## Prompt
Please look for the string "wall" below and report every line in which it occurs.

[Referring expression pointing data]
_ _ _ _
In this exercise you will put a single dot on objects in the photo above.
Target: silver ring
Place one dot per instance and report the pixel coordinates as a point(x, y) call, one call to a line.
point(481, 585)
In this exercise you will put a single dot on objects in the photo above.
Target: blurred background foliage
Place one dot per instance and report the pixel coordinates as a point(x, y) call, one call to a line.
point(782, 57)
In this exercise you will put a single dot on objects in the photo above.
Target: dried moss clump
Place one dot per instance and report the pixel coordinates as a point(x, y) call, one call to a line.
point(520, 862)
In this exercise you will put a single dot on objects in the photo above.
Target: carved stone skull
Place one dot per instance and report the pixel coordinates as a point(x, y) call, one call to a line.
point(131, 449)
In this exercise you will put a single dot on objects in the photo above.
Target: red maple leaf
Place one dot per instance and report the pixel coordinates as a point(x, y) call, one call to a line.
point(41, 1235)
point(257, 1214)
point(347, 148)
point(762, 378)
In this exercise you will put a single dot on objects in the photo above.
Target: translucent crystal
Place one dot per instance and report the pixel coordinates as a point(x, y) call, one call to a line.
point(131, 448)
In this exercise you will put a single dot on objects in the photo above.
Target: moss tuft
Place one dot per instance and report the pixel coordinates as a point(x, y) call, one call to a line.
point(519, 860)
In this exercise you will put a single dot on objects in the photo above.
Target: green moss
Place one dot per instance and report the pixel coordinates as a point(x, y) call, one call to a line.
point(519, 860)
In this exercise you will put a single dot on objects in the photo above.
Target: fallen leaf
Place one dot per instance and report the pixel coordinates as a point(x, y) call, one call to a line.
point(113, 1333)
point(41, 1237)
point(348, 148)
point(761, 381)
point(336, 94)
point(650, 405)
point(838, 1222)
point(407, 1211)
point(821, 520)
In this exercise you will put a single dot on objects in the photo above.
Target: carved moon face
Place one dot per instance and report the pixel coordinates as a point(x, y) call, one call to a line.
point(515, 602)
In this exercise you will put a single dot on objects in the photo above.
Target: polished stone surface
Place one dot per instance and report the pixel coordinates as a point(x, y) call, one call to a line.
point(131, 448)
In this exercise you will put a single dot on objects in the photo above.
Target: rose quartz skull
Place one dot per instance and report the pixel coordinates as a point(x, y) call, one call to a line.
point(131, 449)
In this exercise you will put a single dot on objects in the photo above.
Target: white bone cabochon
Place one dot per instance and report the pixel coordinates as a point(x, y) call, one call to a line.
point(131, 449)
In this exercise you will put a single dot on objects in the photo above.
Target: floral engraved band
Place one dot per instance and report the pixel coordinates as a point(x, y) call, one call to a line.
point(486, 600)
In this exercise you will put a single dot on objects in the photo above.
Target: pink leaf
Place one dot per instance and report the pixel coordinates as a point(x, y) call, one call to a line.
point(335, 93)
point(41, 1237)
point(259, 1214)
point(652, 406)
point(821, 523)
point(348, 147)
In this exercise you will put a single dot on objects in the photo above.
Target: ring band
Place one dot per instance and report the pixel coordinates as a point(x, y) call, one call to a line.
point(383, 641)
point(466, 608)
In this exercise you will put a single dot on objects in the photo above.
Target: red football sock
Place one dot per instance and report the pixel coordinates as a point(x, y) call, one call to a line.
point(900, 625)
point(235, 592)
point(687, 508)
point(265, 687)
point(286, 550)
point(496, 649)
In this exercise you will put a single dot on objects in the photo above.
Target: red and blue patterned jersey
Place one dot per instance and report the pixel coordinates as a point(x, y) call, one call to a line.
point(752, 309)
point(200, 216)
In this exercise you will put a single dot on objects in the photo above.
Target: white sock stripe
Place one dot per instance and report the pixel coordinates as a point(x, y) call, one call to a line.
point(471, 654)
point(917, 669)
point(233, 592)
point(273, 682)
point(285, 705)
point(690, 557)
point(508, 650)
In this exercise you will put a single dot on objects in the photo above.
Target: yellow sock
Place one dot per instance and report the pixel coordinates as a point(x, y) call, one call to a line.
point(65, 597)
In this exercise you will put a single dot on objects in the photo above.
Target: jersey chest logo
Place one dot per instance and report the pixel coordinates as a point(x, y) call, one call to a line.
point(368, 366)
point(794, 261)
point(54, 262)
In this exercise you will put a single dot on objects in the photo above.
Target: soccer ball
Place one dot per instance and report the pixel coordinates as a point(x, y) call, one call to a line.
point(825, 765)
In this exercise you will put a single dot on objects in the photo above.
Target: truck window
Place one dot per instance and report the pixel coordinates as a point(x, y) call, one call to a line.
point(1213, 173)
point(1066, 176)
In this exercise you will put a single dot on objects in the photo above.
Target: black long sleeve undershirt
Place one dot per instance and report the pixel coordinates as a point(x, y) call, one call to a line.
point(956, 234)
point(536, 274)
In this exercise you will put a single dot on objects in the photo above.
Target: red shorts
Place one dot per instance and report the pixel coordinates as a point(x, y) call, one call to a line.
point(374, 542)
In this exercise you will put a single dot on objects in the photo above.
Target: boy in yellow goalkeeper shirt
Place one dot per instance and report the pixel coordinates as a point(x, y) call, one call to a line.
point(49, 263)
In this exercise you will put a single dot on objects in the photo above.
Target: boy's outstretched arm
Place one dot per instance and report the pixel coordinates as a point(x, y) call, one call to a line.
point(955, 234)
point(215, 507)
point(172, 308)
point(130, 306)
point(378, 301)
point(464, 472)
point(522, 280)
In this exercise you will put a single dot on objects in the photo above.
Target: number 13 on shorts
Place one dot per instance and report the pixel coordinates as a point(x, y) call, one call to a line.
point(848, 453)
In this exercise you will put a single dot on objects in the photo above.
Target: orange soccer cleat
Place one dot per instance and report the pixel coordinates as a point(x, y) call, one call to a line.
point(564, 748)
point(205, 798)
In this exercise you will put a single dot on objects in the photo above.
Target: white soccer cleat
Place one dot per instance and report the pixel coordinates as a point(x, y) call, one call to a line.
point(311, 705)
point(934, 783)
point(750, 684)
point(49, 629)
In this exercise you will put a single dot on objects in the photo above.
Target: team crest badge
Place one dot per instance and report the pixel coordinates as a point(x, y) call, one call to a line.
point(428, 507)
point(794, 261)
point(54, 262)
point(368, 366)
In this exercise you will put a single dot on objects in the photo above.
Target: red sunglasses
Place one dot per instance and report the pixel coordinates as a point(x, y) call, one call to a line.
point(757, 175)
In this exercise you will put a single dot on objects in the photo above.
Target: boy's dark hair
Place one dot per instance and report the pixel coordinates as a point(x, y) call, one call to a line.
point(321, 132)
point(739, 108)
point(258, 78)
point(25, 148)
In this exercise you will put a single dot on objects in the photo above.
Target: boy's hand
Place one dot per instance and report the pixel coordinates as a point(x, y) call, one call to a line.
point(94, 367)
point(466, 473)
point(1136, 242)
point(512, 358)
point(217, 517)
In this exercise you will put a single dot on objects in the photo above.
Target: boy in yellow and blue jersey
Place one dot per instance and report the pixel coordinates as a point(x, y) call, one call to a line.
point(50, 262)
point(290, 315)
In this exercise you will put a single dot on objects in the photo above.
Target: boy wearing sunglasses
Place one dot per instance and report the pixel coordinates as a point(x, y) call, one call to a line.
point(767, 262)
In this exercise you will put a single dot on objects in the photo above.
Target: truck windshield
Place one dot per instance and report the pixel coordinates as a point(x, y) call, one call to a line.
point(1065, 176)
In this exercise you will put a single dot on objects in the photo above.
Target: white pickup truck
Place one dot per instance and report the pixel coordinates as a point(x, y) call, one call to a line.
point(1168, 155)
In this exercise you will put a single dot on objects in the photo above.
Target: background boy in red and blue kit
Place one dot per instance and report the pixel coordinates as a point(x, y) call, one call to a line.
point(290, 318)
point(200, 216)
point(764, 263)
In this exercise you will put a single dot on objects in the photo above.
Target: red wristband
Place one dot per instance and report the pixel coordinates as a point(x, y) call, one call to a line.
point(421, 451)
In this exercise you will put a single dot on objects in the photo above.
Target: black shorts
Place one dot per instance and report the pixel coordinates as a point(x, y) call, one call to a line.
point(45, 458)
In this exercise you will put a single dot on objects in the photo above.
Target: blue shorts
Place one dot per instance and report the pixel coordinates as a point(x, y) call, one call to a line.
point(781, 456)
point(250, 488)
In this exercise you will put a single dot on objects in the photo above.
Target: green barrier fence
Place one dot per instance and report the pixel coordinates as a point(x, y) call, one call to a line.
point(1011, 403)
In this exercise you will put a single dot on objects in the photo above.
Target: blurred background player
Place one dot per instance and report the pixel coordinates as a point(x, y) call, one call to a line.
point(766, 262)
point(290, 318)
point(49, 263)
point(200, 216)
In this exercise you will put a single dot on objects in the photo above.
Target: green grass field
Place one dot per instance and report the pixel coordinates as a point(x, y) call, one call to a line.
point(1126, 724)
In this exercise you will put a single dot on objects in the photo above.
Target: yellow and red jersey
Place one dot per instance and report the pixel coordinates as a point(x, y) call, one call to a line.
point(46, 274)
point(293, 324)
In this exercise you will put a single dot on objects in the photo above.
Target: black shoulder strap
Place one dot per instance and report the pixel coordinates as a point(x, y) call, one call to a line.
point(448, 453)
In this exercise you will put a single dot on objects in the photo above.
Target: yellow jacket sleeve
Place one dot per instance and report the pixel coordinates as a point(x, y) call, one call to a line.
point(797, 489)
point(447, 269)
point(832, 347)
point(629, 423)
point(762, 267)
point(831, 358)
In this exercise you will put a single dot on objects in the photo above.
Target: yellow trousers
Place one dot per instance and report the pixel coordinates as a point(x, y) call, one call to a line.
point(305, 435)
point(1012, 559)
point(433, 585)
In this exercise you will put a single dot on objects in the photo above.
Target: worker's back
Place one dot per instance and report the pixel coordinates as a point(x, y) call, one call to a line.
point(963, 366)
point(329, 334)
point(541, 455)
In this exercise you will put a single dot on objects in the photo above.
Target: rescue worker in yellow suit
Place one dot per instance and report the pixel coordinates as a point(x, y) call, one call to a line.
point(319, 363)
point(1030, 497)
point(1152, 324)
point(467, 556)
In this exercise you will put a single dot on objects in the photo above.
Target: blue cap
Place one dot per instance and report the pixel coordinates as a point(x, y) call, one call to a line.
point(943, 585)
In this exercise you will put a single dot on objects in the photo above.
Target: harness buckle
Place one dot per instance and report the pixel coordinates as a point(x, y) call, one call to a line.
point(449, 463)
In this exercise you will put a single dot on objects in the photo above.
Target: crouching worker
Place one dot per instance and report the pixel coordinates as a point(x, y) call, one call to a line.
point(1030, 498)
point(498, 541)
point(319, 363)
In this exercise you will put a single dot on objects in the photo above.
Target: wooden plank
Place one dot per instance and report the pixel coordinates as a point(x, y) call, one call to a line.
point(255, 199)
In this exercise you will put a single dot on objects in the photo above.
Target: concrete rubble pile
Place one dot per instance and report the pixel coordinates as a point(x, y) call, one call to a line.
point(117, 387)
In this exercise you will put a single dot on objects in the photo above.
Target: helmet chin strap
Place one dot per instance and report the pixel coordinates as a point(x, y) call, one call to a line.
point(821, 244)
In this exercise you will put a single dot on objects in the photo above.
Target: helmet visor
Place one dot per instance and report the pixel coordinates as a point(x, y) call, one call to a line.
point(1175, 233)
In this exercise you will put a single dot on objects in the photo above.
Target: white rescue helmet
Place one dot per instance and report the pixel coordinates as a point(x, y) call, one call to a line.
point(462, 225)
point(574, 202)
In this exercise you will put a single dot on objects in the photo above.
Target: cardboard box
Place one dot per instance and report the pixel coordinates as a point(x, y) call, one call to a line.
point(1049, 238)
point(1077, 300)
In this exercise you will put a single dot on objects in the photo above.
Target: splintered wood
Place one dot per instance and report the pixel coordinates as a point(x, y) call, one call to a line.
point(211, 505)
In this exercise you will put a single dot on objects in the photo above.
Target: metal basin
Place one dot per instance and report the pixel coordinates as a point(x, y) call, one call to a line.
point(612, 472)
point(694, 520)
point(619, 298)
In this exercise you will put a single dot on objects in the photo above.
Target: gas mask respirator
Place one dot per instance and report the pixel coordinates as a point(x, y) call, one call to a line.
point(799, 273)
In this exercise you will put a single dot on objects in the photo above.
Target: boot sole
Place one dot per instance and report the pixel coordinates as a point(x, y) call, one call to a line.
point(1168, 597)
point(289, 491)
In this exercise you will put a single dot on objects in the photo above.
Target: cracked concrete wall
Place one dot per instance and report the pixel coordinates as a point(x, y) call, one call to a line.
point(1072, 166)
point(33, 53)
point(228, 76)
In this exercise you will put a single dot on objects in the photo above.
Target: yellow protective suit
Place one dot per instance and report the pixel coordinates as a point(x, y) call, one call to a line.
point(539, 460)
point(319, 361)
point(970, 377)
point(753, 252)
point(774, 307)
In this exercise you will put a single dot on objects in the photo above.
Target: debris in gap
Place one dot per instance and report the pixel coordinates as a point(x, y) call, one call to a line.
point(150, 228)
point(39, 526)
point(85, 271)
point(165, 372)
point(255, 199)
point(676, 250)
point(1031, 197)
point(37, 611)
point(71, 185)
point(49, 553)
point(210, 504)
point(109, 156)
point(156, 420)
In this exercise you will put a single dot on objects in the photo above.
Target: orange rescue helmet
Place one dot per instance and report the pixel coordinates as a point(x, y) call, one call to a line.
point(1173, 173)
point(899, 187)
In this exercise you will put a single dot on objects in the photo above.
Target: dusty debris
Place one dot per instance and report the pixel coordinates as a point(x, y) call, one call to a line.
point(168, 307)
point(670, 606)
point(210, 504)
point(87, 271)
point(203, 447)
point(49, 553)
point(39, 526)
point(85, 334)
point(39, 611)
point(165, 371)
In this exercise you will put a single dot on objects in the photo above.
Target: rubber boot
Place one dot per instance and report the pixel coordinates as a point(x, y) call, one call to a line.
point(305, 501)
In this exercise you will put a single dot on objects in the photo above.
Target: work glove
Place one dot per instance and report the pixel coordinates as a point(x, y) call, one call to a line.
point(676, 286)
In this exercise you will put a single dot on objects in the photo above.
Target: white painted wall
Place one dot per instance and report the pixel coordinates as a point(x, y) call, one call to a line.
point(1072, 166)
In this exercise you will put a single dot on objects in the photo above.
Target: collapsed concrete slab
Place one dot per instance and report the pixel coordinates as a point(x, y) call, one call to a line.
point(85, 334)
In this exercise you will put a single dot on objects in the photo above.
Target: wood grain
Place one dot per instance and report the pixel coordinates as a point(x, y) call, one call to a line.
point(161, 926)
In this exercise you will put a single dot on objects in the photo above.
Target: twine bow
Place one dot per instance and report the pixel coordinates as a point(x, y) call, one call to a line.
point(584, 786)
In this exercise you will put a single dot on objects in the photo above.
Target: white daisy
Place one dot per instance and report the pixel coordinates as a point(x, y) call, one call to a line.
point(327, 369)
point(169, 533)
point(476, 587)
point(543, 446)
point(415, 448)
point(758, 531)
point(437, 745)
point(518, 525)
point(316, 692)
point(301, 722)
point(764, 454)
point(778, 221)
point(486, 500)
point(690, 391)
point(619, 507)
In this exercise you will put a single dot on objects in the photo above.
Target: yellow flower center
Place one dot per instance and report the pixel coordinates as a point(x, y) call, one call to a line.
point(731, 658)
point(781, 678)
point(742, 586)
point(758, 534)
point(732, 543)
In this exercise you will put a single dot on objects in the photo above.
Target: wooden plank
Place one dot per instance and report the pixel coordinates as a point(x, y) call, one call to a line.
_ _ _ _
## Response for this exercise
Target: cracked concrete wall
Target: white painted wall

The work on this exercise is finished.